*GIVEN REQUEST*: Without including any pictures, write out all the entries exactly.

*LISTING*:

+--

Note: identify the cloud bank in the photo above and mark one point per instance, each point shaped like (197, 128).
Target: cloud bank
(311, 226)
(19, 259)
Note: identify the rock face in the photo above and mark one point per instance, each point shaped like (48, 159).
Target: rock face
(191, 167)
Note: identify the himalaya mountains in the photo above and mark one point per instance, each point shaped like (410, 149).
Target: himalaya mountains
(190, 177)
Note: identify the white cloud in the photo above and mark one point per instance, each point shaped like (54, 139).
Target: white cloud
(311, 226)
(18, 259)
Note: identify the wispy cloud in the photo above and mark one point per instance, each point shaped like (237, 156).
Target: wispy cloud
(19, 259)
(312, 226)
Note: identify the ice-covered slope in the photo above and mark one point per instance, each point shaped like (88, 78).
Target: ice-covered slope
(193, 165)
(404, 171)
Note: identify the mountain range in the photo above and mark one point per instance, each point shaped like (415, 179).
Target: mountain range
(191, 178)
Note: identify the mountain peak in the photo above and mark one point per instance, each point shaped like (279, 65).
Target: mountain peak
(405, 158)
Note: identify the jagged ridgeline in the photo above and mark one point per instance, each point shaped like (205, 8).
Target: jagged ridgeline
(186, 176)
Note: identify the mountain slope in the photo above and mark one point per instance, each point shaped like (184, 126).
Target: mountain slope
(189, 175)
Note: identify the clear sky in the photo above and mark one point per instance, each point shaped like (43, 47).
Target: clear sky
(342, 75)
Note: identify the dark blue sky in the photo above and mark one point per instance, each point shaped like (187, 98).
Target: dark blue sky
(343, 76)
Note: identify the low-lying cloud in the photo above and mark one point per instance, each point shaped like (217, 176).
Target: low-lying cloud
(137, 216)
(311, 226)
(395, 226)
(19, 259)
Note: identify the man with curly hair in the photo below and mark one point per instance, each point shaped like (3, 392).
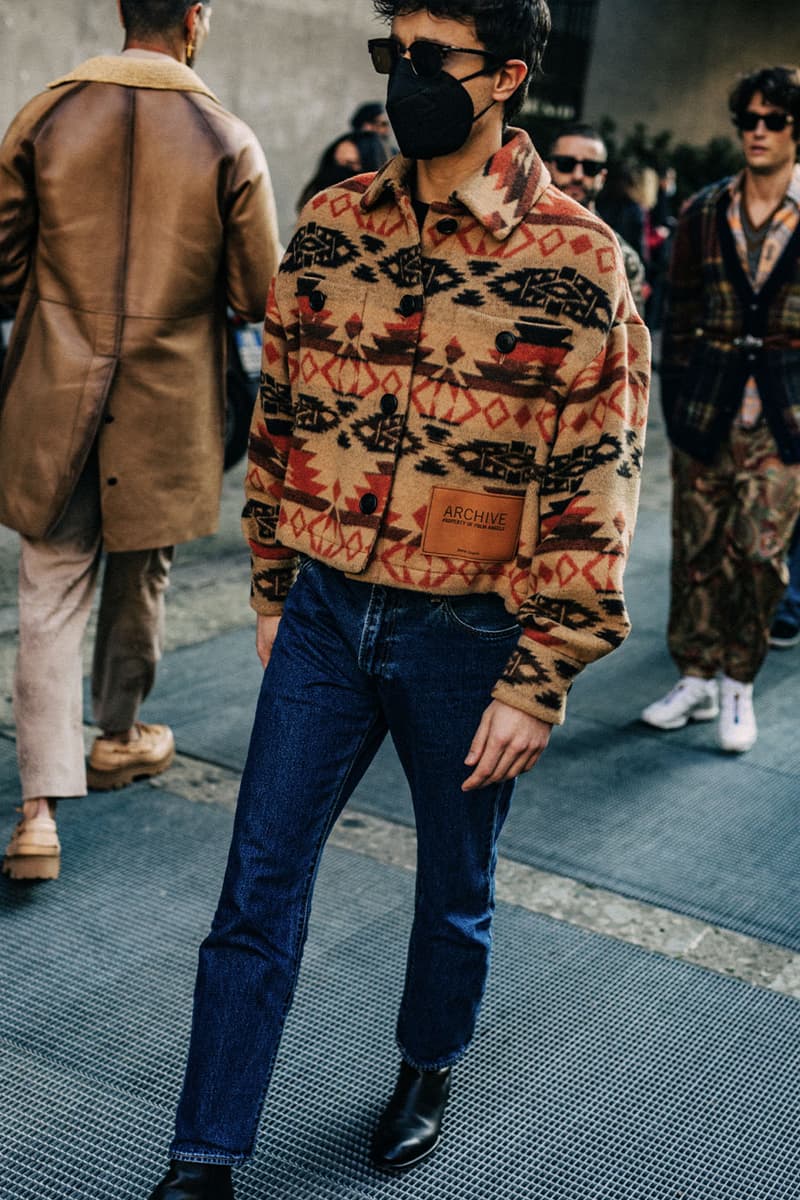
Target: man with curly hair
(731, 388)
(440, 497)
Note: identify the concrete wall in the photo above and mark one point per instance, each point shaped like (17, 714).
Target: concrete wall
(294, 71)
(671, 64)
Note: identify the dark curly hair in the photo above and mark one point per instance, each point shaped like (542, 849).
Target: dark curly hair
(509, 29)
(152, 16)
(777, 85)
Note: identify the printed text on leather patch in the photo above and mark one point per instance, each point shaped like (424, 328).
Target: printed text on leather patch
(473, 525)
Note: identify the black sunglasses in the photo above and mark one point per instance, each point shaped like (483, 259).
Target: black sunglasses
(427, 58)
(565, 165)
(775, 123)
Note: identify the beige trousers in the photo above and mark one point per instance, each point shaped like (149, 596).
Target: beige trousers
(58, 577)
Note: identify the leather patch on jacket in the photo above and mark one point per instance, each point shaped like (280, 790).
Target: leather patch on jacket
(479, 526)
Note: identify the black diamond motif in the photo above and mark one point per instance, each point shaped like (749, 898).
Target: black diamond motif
(403, 268)
(511, 462)
(313, 417)
(316, 245)
(439, 276)
(560, 292)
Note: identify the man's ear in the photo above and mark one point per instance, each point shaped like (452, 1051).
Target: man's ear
(507, 78)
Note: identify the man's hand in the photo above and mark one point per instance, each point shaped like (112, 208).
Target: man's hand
(266, 629)
(507, 743)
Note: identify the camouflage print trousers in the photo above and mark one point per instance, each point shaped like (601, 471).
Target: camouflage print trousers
(731, 528)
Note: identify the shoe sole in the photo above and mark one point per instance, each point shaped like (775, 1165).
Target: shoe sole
(32, 867)
(110, 780)
(395, 1169)
(738, 749)
(702, 715)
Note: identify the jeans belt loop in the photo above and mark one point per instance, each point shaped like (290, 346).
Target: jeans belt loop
(749, 342)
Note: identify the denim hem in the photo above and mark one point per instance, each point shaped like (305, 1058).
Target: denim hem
(178, 1155)
(439, 1065)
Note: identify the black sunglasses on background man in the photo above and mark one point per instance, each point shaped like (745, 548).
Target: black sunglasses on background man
(775, 123)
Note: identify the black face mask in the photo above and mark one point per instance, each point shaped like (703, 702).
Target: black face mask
(429, 117)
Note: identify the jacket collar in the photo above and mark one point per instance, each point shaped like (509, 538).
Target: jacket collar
(499, 196)
(131, 71)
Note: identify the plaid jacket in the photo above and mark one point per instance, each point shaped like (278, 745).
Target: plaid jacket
(497, 353)
(720, 331)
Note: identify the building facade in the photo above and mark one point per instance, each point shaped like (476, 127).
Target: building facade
(295, 70)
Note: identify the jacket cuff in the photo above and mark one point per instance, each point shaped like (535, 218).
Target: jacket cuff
(536, 679)
(265, 607)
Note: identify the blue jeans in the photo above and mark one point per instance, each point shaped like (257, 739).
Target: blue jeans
(350, 663)
(789, 606)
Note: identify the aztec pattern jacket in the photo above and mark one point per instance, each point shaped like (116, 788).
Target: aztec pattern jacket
(456, 409)
(720, 331)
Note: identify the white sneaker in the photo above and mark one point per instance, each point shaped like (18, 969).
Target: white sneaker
(690, 700)
(738, 729)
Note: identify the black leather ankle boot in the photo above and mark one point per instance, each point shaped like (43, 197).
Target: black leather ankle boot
(410, 1125)
(196, 1181)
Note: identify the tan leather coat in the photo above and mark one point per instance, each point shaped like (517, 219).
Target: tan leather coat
(133, 208)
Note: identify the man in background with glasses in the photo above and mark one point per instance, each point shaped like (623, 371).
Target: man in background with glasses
(731, 387)
(577, 163)
(441, 491)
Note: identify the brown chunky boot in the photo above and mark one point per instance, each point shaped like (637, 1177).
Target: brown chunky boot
(115, 763)
(34, 851)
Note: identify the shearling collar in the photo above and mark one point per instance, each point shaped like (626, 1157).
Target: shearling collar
(137, 72)
(499, 196)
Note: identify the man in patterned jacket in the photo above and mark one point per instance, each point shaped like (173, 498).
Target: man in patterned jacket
(441, 491)
(731, 388)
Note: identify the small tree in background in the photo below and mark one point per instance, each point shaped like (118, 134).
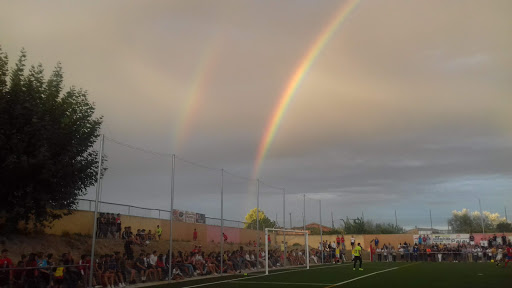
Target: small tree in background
(361, 226)
(465, 221)
(265, 222)
(46, 141)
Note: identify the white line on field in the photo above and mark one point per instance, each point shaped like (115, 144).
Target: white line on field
(281, 283)
(262, 275)
(353, 279)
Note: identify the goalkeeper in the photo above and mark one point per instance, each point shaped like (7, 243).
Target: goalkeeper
(356, 253)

+--

*RESULT*:
Note: identify the cloud bank in the photo above and mark one point per instance, each point shaped like (197, 128).
Target: cloud bank
(311, 226)
(19, 259)
Note: identify the rock face in the photo above and mark one point per instance, each point shaped like (48, 159).
Target: rock face
(191, 167)
Note: identify the himalaya mountains in the photo above and mark one point per instance, each point shaped like (410, 149).
Target: himalaya mountains
(190, 177)
Note: identify the white cloud in the photo above and mark one point per instance, each point shaped like (54, 139).
Target: white cloud
(311, 226)
(18, 259)
Note: identify the wispy cloud in the photo above and mark one point per instance, each point shaped like (237, 156).
Target: wispy cloud
(19, 259)
(312, 226)
Note: identify the ice-covered slope in the photo above and mark one point per instance, each point shaped like (88, 78).
Target: ice-covered slope
(193, 165)
(404, 171)
Note: identify the mountain range in the photo above and mark one point per instance, each point shaped like (415, 179).
Target: mountain range
(191, 178)
Note: identify the mountain peak in the photo above and mark one point per instance, each point shaped like (279, 65).
Target: mountain peak
(405, 158)
Note: identify the jagged ridgeline in the photo above and mark one point per instance, each point shaped like (205, 8).
Target: jagged ridgeline
(186, 176)
Note: identify the mountain slope in the photo above and mark one point per instance, each point shaped like (184, 126).
Target: mountain slope
(189, 175)
Note: identify the clear sky in the photo above and mark one point per instance, each point shaped like (43, 47).
Target: clear sky
(342, 75)
Note: identify the dark blue sky in the photo above and mark one point per instance, each point shaped like (187, 98).
Target: dark blue sky
(343, 76)
Note: identify the low-lying cloud in the photo above and mark one point per instance, each point shaped like (217, 176).
Target: low-lying cloud
(137, 216)
(311, 226)
(395, 226)
(19, 259)
Note: identify the man with curly hair in the photo below and mark one point per instance, each point shaped like (3, 392).
Target: man with curly hair
(731, 388)
(440, 497)
Note: identify the concrete wall in the photo above and mark one point per instance, each point shaped like (17, 714).
Target: concrete wall
(294, 71)
(671, 64)
Note: identify the dark curly hair in the photo above and mark one point per instance, each point shaped like (542, 849).
Target: dark curly hair
(509, 29)
(152, 16)
(777, 85)
Note: identify the printed text on leather patch in the photo above and mark one point per instance, each point shaped like (424, 328).
Target: printed text on leather patch
(473, 525)
Note: identify the black sunglasses in the photo above and mark one point per instance, each point shaped like (483, 259).
Target: black sunglasses
(427, 58)
(565, 165)
(775, 123)
Note: identify the beige trousers in the photo above and mark one point per instance, each point shaped like (149, 596).
Target: beige trousers
(58, 577)
Note: identify the leather patch on jacket in the photo above and mark one point per instance, each point shaped like (280, 790).
Target: leather patch on jacket
(479, 526)
Note: identify the black diamond motif in the photo above and mark one point per instance, each point shaped like (749, 898).
Target: black diamond motif
(403, 268)
(511, 462)
(313, 417)
(316, 245)
(439, 276)
(560, 292)
Note: identify the man's ear in the photo above and mark one point per instance, each point shaped like (452, 1051).
Target: man's ear
(507, 78)
Note: identify the man's hand in the photo above and mark one point per instance, each point shaped like (112, 208).
Target: man's hand
(266, 629)
(507, 743)
Note: identify the camouflage print trousers in the photo above and mark one point per instance, each point shaped like (601, 471).
Target: camouflage print trousers
(731, 528)
Note: identify the shoe sole in the photo above and mark one point per instance, each point shaped like (775, 1165).
Target: shoe sole
(32, 867)
(110, 780)
(395, 1169)
(738, 749)
(702, 715)
Note: identify the jeans belt loop in the photo above and mark one point per instance, each point shaped like (290, 346).
Target: jeans belt loop
(749, 342)
Note: identify the denim hem in the photo above and mark one point per instance, each point shaped like (305, 1058).
Target: denim hem
(178, 1155)
(439, 1065)
Note: identify the black sunglasses on background man in the photo above and mark one point per instance, each point shaped like (745, 548).
Target: black sunglasses on background man
(775, 123)
Note: identify the black face mask in the photo above and mark one point per instance, each point shaped like (703, 702).
Target: black face mask
(429, 117)
Note: identify the jacket collar in the photo above and mark one point per instance, each point shaped like (509, 538).
Target: jacket collar
(499, 196)
(131, 71)
Note: identify the plaid jacket in the photo above and mark one point per instance, each point shaped like (278, 745).
Target: plaid jacket
(497, 353)
(720, 331)
Note: identify the building facade in the photo above and mark one point per instance, each point shaped like (476, 127).
Target: building facade
(295, 70)
Note: identify the jacket cuff in the photo above and mark one point per instance, each point shaped like (535, 218).
Target: jacket cuff
(536, 679)
(265, 607)
Note: identify the blue jeans in the photo above and mark one point per instance, each point shaped like (257, 739).
Target: blue jeans
(350, 663)
(789, 606)
Note: identify the aztec pattern jacket in the photo above and mark one point per instance, each point shaped like (116, 788).
Target: aztec pattern jacket
(456, 409)
(720, 331)
Note: identify the white sneaker in the photo above and mark one point per instance, each point shaped like (18, 969).
Target: white sneaker
(690, 700)
(738, 729)
Note: identify the black leather ankle boot in the photo above and mark one point per instance, each point shaped like (43, 197).
Target: black leather ankle boot
(410, 1125)
(196, 1181)
Note: identify the tan leather coat in the photo above and mark one point per instance, each point shaped like (517, 219).
Target: tan leather coat
(133, 208)
Note: identify the man in background with glasses in the photo above and mark one point per instance, each point shaped like (623, 371).
Target: man in background with glasses
(731, 387)
(577, 163)
(441, 491)
Note: identify the brown chunky boot in the photo above and mark one point per instance, each point shaped like (637, 1177).
Target: brown chunky boot
(115, 763)
(34, 851)
Note: identify the shearling collar in the photo above and mark one point per instance, each point shaped like (626, 1157).
Target: shearling collar
(137, 72)
(499, 196)
Note: identify the man in patterned jacket in the photo above and mark one point per instance, each point shaped like (173, 498).
Target: man in patterned jacket
(441, 491)
(731, 388)
Note: identify the small tree in background in the photo below and mark one point per instance, each point shaped like (118, 134).
Target: small tree in background
(361, 226)
(465, 221)
(265, 222)
(46, 141)
Note: identify the white line on field in the photo above and mark one point per instance, each point shaped like (115, 144).
Target: white line on field
(281, 283)
(262, 275)
(353, 279)
Note: identify the goalkeeper in the photo above and mark one point per instance, each point shaped like (7, 243).
Target: goalkeeper
(356, 253)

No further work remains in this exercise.